▸ Instructions to follow: For each line of the listing that includes the word "target", show the whole line.

━━━

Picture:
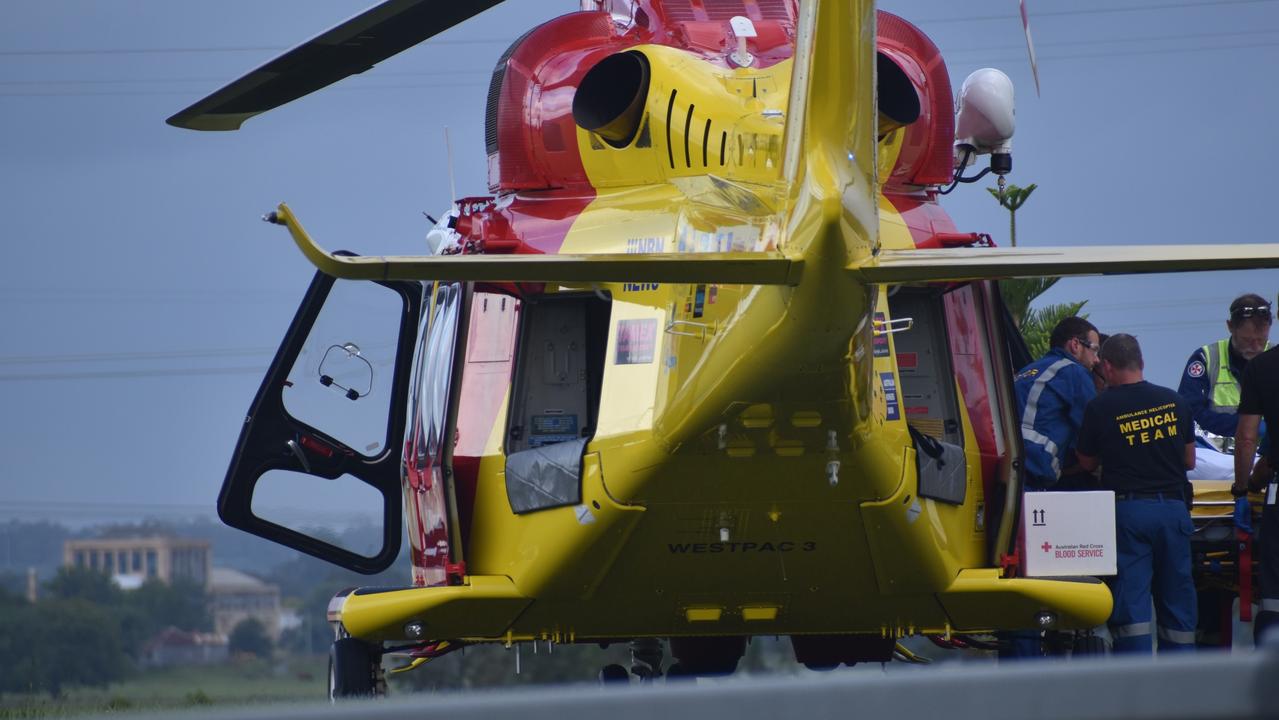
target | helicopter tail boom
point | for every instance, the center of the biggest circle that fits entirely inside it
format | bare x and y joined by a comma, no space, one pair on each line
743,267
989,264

━━━

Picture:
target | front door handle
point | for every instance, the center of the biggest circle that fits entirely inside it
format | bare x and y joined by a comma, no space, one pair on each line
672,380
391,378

━━━

▸ Exercise output:
target | helicopter tail boom
target | front door handle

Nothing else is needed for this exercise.